● Study material
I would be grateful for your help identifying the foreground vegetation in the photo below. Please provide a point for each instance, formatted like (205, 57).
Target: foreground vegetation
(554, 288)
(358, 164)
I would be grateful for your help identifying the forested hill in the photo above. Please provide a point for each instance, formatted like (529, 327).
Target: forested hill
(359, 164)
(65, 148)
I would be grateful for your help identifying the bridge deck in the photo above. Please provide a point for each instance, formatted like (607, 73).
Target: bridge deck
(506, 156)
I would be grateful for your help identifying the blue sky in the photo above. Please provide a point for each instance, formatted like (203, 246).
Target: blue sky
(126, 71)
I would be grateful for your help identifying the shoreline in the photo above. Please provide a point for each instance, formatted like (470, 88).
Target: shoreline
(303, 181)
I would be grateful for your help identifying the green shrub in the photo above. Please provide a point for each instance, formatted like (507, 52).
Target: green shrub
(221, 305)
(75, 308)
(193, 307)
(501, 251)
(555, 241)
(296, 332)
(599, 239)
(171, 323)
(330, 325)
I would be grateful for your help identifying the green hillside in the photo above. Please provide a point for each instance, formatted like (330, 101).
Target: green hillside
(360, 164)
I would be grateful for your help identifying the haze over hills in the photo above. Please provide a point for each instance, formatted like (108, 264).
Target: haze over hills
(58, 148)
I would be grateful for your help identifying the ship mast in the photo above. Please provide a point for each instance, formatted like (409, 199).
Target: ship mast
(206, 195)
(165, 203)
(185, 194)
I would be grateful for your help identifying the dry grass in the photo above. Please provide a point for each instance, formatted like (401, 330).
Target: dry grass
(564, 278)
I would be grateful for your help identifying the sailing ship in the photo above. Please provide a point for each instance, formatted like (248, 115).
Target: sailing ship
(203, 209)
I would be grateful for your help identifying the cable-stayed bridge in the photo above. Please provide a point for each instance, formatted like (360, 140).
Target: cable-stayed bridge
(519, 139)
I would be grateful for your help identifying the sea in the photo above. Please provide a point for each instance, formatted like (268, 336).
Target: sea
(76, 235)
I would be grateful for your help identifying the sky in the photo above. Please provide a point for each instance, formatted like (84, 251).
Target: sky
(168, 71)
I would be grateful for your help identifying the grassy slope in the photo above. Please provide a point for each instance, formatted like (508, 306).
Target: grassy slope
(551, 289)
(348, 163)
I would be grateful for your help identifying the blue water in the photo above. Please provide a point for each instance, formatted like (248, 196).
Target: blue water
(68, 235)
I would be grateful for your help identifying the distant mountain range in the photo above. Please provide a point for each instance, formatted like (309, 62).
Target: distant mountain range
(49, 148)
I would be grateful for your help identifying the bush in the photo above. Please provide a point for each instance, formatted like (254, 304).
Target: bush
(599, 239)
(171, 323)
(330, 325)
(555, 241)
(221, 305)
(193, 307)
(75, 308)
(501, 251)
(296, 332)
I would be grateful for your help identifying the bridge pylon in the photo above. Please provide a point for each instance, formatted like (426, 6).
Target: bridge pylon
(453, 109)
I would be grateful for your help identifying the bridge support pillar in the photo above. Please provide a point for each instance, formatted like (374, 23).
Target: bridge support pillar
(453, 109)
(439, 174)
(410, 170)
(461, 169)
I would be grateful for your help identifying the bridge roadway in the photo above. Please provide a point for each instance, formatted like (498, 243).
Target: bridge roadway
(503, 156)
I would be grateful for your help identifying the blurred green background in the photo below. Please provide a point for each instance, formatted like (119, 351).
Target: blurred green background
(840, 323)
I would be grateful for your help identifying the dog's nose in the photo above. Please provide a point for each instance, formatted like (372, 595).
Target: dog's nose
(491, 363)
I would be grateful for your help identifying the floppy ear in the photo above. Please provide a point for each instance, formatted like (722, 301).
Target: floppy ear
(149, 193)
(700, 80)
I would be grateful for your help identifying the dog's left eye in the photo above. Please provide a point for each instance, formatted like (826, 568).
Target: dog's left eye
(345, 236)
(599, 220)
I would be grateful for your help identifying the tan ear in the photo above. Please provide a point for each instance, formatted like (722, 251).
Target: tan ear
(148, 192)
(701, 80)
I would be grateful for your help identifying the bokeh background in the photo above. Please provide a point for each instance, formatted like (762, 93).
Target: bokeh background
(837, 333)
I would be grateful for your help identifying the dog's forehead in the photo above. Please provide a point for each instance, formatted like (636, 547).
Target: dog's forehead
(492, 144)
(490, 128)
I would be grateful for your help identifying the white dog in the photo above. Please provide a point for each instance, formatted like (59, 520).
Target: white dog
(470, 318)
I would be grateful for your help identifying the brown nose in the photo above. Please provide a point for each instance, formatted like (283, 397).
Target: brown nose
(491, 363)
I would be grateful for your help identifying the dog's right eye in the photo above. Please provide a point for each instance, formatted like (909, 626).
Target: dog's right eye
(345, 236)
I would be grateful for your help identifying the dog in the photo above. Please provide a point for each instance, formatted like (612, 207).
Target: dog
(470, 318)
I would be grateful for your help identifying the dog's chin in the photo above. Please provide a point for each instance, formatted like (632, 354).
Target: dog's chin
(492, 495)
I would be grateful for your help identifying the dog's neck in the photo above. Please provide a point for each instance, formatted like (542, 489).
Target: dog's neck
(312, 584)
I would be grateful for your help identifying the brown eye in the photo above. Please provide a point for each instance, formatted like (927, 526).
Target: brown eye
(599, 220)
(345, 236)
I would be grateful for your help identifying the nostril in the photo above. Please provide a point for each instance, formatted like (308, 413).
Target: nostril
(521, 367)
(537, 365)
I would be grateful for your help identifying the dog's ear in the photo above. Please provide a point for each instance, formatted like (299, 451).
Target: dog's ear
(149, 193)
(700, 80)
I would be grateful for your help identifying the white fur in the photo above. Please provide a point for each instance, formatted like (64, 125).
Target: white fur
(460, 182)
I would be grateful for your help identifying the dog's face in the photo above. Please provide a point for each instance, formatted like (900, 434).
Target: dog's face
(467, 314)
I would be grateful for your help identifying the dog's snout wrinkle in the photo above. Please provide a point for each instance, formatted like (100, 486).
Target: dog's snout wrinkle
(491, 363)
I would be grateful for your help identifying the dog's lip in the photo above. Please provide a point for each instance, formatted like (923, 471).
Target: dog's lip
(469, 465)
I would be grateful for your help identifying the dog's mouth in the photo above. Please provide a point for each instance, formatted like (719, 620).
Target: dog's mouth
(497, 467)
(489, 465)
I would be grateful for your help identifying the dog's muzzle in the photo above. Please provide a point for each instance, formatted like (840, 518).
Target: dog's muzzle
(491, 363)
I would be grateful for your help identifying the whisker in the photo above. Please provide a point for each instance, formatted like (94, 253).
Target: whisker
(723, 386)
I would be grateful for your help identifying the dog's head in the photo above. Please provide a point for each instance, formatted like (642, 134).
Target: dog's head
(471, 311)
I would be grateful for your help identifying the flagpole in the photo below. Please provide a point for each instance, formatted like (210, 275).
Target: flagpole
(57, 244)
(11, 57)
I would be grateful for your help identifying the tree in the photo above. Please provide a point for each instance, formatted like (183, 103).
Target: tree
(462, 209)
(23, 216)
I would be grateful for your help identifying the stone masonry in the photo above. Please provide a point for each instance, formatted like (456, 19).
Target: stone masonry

● Work required
Your task is to output the full set of records exactly as presented.

● Task answer
I would be grateful for your help identifying the foreground vegetation in the photo below. Please provide a point for each instance, formatted like (205, 57).
Target: foreground vegetation
(554, 288)
(358, 164)
I would be grateful for your help identifying the forested hill in the photo above. Please provide a point for each instance, formatted like (529, 327).
Target: forested hill
(359, 164)
(65, 148)
I would be grateful for your help identifying the bridge deck in the photo above. Please provide a point for each instance, formatted like (607, 73).
Target: bridge deck
(506, 156)
I would be grateful for your help identifying the blue sky in the photo above. Please provide a point for each instance, formatted like (203, 246).
Target: blue sky
(126, 71)
I would be grateful for your help identifying the shoreline in the photo above. Please provide a point for each instance, formatted like (470, 88).
Target: shoreline
(303, 181)
I would be grateful for your help identifying the green shrub in the photo above. Please provide a point for each instance, formatted like (507, 52).
Target: green shrub
(221, 305)
(75, 308)
(193, 307)
(501, 251)
(555, 241)
(296, 332)
(599, 239)
(171, 323)
(330, 325)
I would be grateful for your help identifying the green hillside in the photo above. Please provide a point for each instance, formatted like (330, 101).
Target: green hillside
(360, 164)
I would be grateful for your help identifying the haze over hills in the photo above. Please provide a point for each instance, formatted like (108, 264).
Target: haze over hills
(58, 148)
I would be grateful for your help identifying the ship mast in the photo above. Please provide a point for each instance, formatted like (409, 199).
Target: ship mast
(206, 195)
(165, 203)
(185, 194)
I would be grateful for your help identifying the dry grass in the photo above. Please provide a point for each instance, formatted like (401, 330).
Target: dry grass
(564, 278)
I would be grateful for your help identifying the sailing ship in the photo above. Please provide a point for each instance, formatted like (248, 115).
Target: sailing ship
(203, 209)
I would be grateful for your help identifying the cable-stayed bridge in the photo above. Please provide a point for each instance, formatted like (360, 140).
Target: cable-stayed bridge
(519, 139)
I would be grateful for your help identifying the sea in the photo above. Please provide a point for each instance, formatted like (268, 336).
Target: sea
(76, 235)
I would be grateful for your help identifying the sky in the photo above. Please provide a point for each instance, formatted like (84, 251).
Target: sky
(168, 71)
I would be grateful for your help identifying the grassy slope in the photo above. Please provide a point for each instance, formatted like (508, 306).
Target: grassy slope
(551, 289)
(348, 163)
I would be grateful for your help identifying the blue water in the photo above. Please provide a point for each instance, formatted like (248, 196).
Target: blue water
(68, 235)
I would be grateful for your help identifying the distant mountain range in the photo above. Please provide a point for each instance, formatted like (309, 62).
Target: distant mountain range
(49, 148)
I would be grateful for your help identifying the bush in the photo above. Please provide a point for each instance, formatted like (254, 304).
Target: bush
(599, 239)
(171, 323)
(330, 325)
(555, 241)
(221, 305)
(193, 307)
(75, 308)
(501, 251)
(296, 332)
I would be grateful for your help identifying the bridge pylon in the photo above. Please provide a point for each instance, formatted like (426, 6).
Target: bridge pylon
(453, 109)
I would be grateful for your help identifying the bridge support pillar in the photo above. Please provide a point for each instance, formatted like (374, 23).
Target: bridge support pillar
(453, 109)
(439, 174)
(410, 170)
(461, 169)
I would be grateful for your help identifying the bridge roadway in the photo above. Please provide a point for each instance, formatted like (498, 243).
Target: bridge roadway
(503, 156)
I would be grateful for your help identifying the blurred green background in the photo below. Please provide a point for each instance, formatted like (119, 351).
Target: blurred green background
(840, 323)
I would be grateful for your help identifying the dog's nose in the photo above. Please provide a point for each instance, formatted like (372, 595).
Target: dog's nose
(491, 363)
I would be grateful for your help identifying the floppy ear in the photo above. Please provide a point for each instance, formatted like (722, 301).
Target: floppy ear
(149, 193)
(700, 80)
I would be grateful for your help identifying the dog's left eye in the photo above. Please provide a point for each instance, formatted like (826, 568).
Target: dog's left eye
(345, 236)
(599, 220)
I would be grateful for your help identifying the tan ear in the photo above. Please provide a point for each instance, formatted like (722, 251).
Target: tan ear
(148, 192)
(701, 80)
I would be grateful for your help identifying the bokeh background in the photo above. Please provide a point for each instance, formatted like (762, 93).
Target: bokeh background
(837, 333)
I would be grateful for your help identifying the dog's forehead in the photo above. Please provide a point for each instance, formatted like (636, 547).
Target: dog's forehead
(492, 144)
(490, 128)
I would be grateful for your help identifying the white dog in the photo above. Please provide a point for each instance, formatted like (59, 520).
Target: white dog
(470, 318)
I would be grateful for your help identifying the brown nose in the photo above. Please provide a point for each instance, formatted like (283, 397).
Target: brown nose
(491, 363)
I would be grateful for your help identifying the dog's right eye in the photo above. Please provide a point for each instance, formatted like (909, 626).
Target: dog's right eye
(345, 236)
I would be grateful for your help identifying the dog in the photo above. Please provide a point for each instance, formatted like (612, 207).
Target: dog
(470, 318)
I would be grateful for your help identifying the dog's chin in the photo above. Please provide a point for each instance, formatted like (632, 354).
Target: dog's chin
(492, 495)
I would be grateful for your help identifying the dog's neck in the photo above. Please provide a point for each instance, formatted like (542, 489).
Target: dog's neck
(312, 584)
I would be grateful for your help identifying the brown eye in the photo above. Please provide a point for each instance, formatted like (927, 526).
Target: brown eye
(599, 220)
(345, 236)
I would be grateful for your help identifying the nostril in the photo above. Please provide a point for each instance, formatted like (308, 413).
Target: nostril
(521, 367)
(537, 365)
I would be grateful for your help identifying the dog's ear in the photo above. Please provide a point for each instance, formatted like (299, 451).
Target: dog's ear
(149, 193)
(700, 80)
I would be grateful for your help identifying the white fur in the photo above. Please provide a point for each instance, formatted like (64, 125).
Target: white fur
(460, 182)
I would be grateful for your help identifying the dog's face in the photo above. Please provide a point for each instance, formatted like (900, 434).
Target: dog's face
(467, 314)
I would be grateful for your help identifying the dog's snout wrinkle in the photo above. Please provide a point for each instance, formatted like (100, 486).
Target: dog's snout wrinkle
(491, 363)
I would be grateful for your help identifying the dog's lip in the photo above. Please provide a point for each instance, formatted like (923, 471).
Target: dog's lip
(469, 465)
I would be grateful for your help identifying the dog's mouth in the photo above. Please provide a point for each instance, formatted like (719, 620).
Target: dog's mouth
(497, 467)
(489, 465)
I would be grateful for your help identifying the dog's muzzle in the photo above. Please provide a point for each instance, formatted like (840, 518).
Target: dog's muzzle
(491, 363)
I would be grateful for your help identifying the whisker in the photo above. Please provide a point for each instance, formatted like (94, 253).
Target: whisker
(723, 386)
I would be grateful for your help identifying the dog's head in the photo above. Please provide a point for each instance, formatted like (642, 134).
Target: dog's head
(471, 311)
I would be grateful for your help identifying the flagpole in the photo below. Please provide a point for each instance, formatted like (210, 275).
Target: flagpole
(57, 244)
(11, 57)
I would be grateful for your help identifying the tree in the photo above. Please provide a point for each instance, formatted like (183, 103).
Target: tree
(462, 209)
(23, 216)
I would be grateful for your help identifying the stone masonry in the photo above. Please provide a point for each instance, formatted like (456, 19).
Target: stone masonry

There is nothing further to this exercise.